START DOCUMENT TEXT

US government health officials are warning that the spread of the Zika virus to the country could get worse, a day after the state of Florida declared a public health emergency over the virus.
The warning by the US Centers for Disease Control and Prevention (CDC) on Thursday came as the mosquito-borne virus has generated increasing concern in the United States.
Zika is spreading rapidly in the Americas, and has been linked to a spike in birth defects in thousands of babies in Brazil.
“There’s a huge amount of travel to countries that have mosquito-borne transmission from Zika virus,” said Dr. Steve Redd, director of the CDC’s Office of Public Preparedness and Prevention.
“I think we should expect that as travelers return they’ll be tested, and there are going to be many states that have returning travelers that have the infection,” Redd said.
The current Zika virus outbreak originated in Brazil in May of 2015. Since then, it has spread to more than 30 countries in Central and South America.

END DOCUMENT TEXT
START LISTED ENTRIES

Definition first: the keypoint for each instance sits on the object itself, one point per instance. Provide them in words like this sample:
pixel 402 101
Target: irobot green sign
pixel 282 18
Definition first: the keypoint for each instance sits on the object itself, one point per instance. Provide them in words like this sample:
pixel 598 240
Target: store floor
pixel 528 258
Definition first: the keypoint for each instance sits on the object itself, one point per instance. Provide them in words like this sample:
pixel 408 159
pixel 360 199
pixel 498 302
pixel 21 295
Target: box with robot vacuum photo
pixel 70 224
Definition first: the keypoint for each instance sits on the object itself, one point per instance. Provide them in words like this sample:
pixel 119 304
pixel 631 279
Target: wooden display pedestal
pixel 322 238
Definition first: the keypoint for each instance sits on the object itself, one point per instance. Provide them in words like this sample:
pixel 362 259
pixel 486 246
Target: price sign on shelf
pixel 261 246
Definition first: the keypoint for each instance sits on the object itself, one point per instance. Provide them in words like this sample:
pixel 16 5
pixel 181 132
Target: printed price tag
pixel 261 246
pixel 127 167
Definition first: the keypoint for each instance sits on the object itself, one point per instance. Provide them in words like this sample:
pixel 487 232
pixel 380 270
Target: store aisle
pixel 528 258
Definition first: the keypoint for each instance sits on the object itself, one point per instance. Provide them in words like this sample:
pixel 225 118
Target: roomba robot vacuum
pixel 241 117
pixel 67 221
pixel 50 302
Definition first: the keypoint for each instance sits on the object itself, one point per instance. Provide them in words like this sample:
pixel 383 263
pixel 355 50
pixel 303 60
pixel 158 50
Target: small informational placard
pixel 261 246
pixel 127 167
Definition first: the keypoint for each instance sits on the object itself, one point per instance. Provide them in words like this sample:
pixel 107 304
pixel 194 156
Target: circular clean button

END LISTED ENTRIES

WORK ITEM ::
Extend the Zika virus article from its last sentence. The data is separate material, unrelated to the text about the Zika virus.

RESULT BELOW ::
The virus is spread primarily by mosquitoes. It appears to be most dangerous for pregnant women because it can cause birth defects.
Florida Governor Rick Scott declared a public health emergency over the Zika virus on Wedesday.
Florida’s warm climate and nearly year-round mosquito season makes it particularly vulnerable to spreading, although so far all of the state’s cases were acquired abroad, officials said.
Georgia health officials confirmed on Wednesday the first Zika case in the state.
On Tuesday, authorities in the US state of Texas said a person in the city of Dallas had become infected with Zika after having sex with another person who had traveled in Venezuela.